» What you should do:
Answer these questions from the BigDL article:
1. What does BigDL run on?
2. Which framework was BigDL modeled after?
3. What does BigDL use in each Spark task to achieve high performance?

» Source extract:
--------------------------------

Intel Corp. recently open sourced its own Big Data offering. BigDL, a distributed deep learning library that runs on Apache Spark, is now available on GitHub.

"Users can write their deep learning applications as standard Spark programs, which can directly run on top of existing Spark or Hadoop clusters," the project site said.

Intel said the library is especially useful for organizations that want to perform analytics on large amounts of data stored -- in HDFS, HBase, Hive and so on -- in the same Hadoop or Spark cluster where that data resides. Also, it facilitates the addition of deep learning capabilities -- such as training or prediction -- to existing Spark programs or workflows. Yet a third use case is organizations that want to put existing Hadoop or Spark clusters to use running deep learning applications that can subsequently be shared with separate workloads such as ETL, data warehouse, feature engineering, classical machine learning, graph analytics and so on.

Highlighted features include:
- Rich deep learning support. Modeled after Torch, BigDL provides comprehensive support for deep learning, including numeric computing (via Tensor) and high level neural networks; in addition, users can load pre-trained Caffe or Torch models into Spark programs using BigDL.
- Extremely high performance. To achieve high performance, BigDL uses Intel MKL and multi-threaded programming in each Spark task. Consequently, it is orders of magnitude faster than out-of-box open source Caffe, Torch or TensorFlow on a single-node Xeon (that is, comparable with mainstream GPU).
- Efficient scale-out. BigDL can efficiently scale out to perform data analytics at "Big Data scale", by leveraging Apache Spark (a lightning fast distributed data processing framework), as well as efficient implementations of synchronous SGD and all-reduce communications on Spark.
More information -- such as tutorials, examples and a programming guide -- is available on the project's documents page.

--------------------------------

» Saved entries:

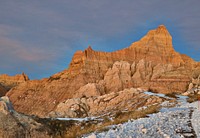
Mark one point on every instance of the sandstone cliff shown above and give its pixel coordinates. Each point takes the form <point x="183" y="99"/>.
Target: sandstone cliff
<point x="11" y="81"/>
<point x="151" y="63"/>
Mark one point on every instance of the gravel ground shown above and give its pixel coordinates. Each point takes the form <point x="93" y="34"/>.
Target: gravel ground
<point x="179" y="122"/>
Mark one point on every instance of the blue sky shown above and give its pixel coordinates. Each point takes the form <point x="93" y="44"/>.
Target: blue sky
<point x="40" y="37"/>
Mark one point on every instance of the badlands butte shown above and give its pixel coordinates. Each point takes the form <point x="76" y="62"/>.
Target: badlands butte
<point x="100" y="82"/>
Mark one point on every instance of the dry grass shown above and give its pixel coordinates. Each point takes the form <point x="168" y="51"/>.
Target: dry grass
<point x="121" y="117"/>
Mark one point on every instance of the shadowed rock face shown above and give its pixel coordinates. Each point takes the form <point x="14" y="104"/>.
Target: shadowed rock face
<point x="15" y="125"/>
<point x="7" y="82"/>
<point x="150" y="63"/>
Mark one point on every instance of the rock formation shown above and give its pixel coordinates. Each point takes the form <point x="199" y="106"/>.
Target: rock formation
<point x="15" y="125"/>
<point x="108" y="104"/>
<point x="2" y="91"/>
<point x="150" y="63"/>
<point x="7" y="82"/>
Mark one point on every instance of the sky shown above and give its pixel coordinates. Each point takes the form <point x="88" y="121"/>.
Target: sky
<point x="39" y="37"/>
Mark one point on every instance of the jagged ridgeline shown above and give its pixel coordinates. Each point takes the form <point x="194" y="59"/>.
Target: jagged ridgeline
<point x="150" y="63"/>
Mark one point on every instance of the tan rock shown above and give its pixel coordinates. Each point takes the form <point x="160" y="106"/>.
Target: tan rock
<point x="151" y="63"/>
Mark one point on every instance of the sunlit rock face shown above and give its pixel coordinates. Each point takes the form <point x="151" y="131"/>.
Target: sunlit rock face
<point x="150" y="63"/>
<point x="7" y="82"/>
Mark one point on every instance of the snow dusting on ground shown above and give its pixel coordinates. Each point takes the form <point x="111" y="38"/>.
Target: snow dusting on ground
<point x="177" y="122"/>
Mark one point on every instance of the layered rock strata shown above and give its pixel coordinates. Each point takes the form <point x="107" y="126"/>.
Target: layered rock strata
<point x="150" y="63"/>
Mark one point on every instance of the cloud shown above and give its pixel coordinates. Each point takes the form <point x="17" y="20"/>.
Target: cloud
<point x="48" y="32"/>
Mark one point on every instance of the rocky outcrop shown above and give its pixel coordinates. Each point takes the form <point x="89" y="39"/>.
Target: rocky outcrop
<point x="15" y="125"/>
<point x="7" y="82"/>
<point x="150" y="63"/>
<point x="194" y="86"/>
<point x="2" y="91"/>
<point x="126" y="100"/>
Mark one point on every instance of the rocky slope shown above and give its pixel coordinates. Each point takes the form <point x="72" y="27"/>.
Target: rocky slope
<point x="150" y="63"/>
<point x="7" y="82"/>
<point x="15" y="125"/>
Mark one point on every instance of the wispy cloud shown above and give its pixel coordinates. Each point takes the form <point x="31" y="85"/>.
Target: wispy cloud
<point x="47" y="32"/>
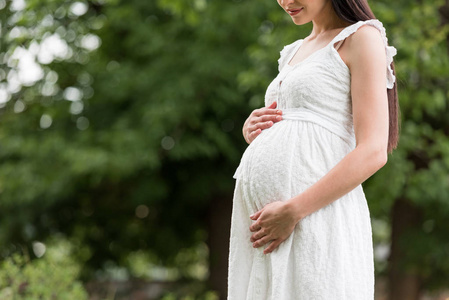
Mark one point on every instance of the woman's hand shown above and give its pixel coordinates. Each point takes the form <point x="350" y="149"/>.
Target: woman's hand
<point x="274" y="223"/>
<point x="259" y="120"/>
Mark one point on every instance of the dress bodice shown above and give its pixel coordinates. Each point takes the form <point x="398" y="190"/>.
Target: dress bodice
<point x="321" y="83"/>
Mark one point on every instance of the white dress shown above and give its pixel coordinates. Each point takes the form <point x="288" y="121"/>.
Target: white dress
<point x="329" y="255"/>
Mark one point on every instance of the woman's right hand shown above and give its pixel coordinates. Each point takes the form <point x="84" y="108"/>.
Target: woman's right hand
<point x="259" y="120"/>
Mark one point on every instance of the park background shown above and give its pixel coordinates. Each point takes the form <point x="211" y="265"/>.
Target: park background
<point x="120" y="130"/>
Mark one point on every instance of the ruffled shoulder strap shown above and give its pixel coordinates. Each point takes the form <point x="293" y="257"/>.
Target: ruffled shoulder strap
<point x="287" y="53"/>
<point x="390" y="51"/>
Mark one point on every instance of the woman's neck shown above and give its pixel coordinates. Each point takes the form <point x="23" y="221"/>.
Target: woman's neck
<point x="326" y="21"/>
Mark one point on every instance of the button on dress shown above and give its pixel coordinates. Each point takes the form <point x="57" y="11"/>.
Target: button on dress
<point x="329" y="255"/>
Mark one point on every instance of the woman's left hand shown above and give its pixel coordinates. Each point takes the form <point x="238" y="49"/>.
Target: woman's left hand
<point x="274" y="223"/>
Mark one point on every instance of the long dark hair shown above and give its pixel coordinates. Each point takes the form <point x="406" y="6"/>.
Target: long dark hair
<point x="353" y="11"/>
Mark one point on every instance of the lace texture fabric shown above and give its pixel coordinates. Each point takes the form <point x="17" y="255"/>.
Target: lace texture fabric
<point x="329" y="255"/>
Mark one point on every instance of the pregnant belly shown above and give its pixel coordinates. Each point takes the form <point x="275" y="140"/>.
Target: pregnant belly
<point x="286" y="159"/>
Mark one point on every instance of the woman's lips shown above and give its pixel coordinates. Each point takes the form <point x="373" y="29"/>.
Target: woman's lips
<point x="294" y="12"/>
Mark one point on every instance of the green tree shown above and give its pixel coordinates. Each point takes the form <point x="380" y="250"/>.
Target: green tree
<point x="127" y="137"/>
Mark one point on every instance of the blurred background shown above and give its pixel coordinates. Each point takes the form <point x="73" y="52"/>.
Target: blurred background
<point x="120" y="130"/>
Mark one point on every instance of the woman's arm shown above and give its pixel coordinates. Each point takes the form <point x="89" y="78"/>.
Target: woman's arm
<point x="259" y="120"/>
<point x="366" y="60"/>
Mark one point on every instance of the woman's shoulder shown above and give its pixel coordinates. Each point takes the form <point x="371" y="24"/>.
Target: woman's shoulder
<point x="367" y="40"/>
<point x="286" y="52"/>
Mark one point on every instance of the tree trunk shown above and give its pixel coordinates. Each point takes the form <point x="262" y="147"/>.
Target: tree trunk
<point x="404" y="284"/>
<point x="218" y="242"/>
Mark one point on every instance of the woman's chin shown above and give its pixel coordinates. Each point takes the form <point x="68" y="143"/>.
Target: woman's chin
<point x="299" y="21"/>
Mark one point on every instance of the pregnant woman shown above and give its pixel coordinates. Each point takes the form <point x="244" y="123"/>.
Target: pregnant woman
<point x="300" y="223"/>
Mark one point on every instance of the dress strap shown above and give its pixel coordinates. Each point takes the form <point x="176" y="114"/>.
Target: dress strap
<point x="390" y="51"/>
<point x="287" y="52"/>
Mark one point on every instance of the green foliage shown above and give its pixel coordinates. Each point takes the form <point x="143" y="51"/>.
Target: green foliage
<point x="53" y="276"/>
<point x="123" y="148"/>
<point x="418" y="170"/>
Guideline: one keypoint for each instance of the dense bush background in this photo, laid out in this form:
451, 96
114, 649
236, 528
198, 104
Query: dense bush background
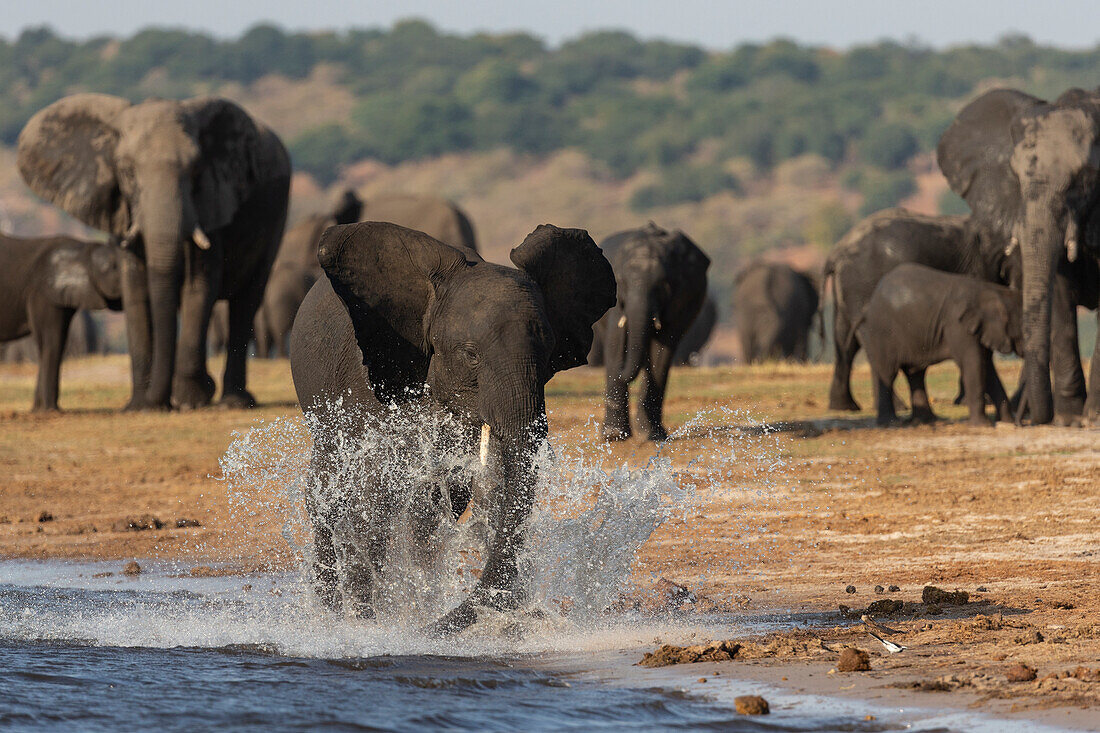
629, 105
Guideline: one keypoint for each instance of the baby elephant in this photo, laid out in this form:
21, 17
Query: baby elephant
43, 283
919, 316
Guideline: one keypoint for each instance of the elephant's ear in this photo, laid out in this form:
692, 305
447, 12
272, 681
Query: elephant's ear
229, 165
576, 283
386, 277
975, 155
66, 155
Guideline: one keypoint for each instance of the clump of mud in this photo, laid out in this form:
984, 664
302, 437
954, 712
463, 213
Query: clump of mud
669, 654
853, 659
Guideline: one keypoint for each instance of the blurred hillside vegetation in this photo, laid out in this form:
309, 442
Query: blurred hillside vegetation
772, 146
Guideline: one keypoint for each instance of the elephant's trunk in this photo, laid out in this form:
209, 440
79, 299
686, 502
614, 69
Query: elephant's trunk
164, 228
516, 416
640, 314
1042, 248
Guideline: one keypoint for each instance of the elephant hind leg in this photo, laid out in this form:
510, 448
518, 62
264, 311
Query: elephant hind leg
846, 345
919, 396
655, 380
242, 312
50, 326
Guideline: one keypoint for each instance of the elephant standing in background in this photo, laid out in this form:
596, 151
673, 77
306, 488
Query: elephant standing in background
1030, 171
661, 281
919, 316
294, 273
774, 307
44, 282
886, 240
403, 319
197, 190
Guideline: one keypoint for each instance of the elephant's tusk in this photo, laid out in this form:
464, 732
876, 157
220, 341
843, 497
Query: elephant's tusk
484, 447
130, 237
1071, 239
200, 238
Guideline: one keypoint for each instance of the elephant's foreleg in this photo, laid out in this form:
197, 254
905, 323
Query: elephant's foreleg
655, 379
883, 378
134, 280
994, 390
1092, 404
846, 345
193, 386
242, 310
971, 363
1065, 354
616, 407
919, 396
499, 587
50, 326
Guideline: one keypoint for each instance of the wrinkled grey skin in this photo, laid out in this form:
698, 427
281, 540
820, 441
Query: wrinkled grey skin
399, 312
919, 316
1030, 171
881, 242
436, 217
774, 307
197, 192
84, 339
44, 282
691, 345
296, 267
661, 279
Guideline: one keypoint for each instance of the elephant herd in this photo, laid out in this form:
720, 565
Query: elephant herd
387, 303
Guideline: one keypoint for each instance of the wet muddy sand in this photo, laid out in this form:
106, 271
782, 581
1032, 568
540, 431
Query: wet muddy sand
822, 516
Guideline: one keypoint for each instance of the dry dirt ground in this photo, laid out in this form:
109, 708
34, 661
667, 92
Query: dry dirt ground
807, 511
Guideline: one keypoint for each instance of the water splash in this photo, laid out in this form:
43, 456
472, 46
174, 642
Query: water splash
595, 511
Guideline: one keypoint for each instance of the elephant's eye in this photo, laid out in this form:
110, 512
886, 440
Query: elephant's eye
469, 354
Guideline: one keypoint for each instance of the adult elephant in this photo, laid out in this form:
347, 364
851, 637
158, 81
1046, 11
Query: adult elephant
294, 273
661, 279
692, 342
1030, 171
197, 190
695, 339
404, 319
881, 242
774, 307
691, 345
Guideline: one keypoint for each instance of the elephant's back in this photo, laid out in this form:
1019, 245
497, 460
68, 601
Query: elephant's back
436, 217
326, 362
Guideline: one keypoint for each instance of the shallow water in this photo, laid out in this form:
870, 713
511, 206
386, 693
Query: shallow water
171, 652
113, 653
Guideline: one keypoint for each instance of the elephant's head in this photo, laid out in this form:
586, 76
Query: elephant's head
1030, 171
86, 277
484, 338
164, 176
661, 283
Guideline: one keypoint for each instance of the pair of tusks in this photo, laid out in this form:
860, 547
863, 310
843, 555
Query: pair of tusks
198, 237
657, 321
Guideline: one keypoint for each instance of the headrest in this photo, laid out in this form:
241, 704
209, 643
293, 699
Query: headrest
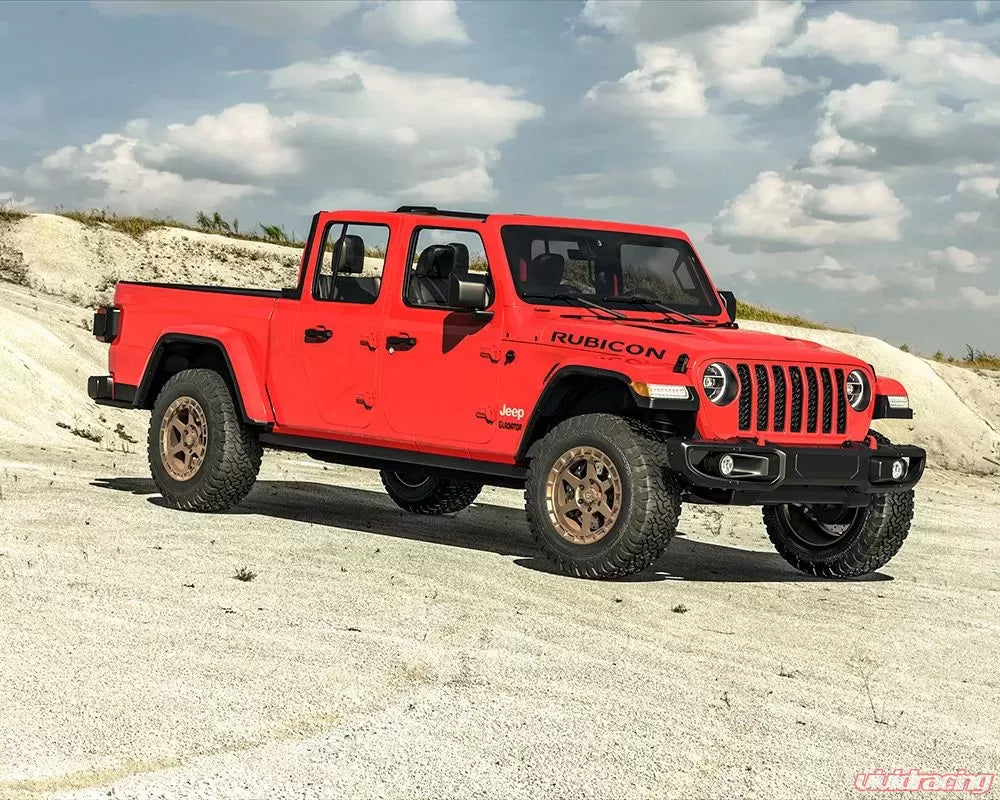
547, 269
349, 254
436, 261
461, 267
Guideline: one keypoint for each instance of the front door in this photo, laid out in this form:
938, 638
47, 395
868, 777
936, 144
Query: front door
324, 360
441, 366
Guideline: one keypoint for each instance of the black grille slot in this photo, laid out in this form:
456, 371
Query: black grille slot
841, 403
795, 375
779, 397
746, 395
763, 396
813, 406
827, 400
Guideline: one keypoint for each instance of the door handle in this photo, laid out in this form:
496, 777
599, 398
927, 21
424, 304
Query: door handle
318, 335
401, 342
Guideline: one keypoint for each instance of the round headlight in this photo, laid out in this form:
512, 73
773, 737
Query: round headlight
858, 393
719, 384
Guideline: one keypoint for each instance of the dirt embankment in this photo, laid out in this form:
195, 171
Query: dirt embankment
75, 266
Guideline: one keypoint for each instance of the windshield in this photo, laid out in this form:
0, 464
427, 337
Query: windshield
610, 267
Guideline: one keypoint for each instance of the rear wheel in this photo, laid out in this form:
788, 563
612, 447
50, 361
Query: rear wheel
201, 455
423, 493
599, 499
837, 541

--------------------------------

» Written reply:
1. Apache Spark.
2. Torch.
3. Intel MKL and multi-threaded programming.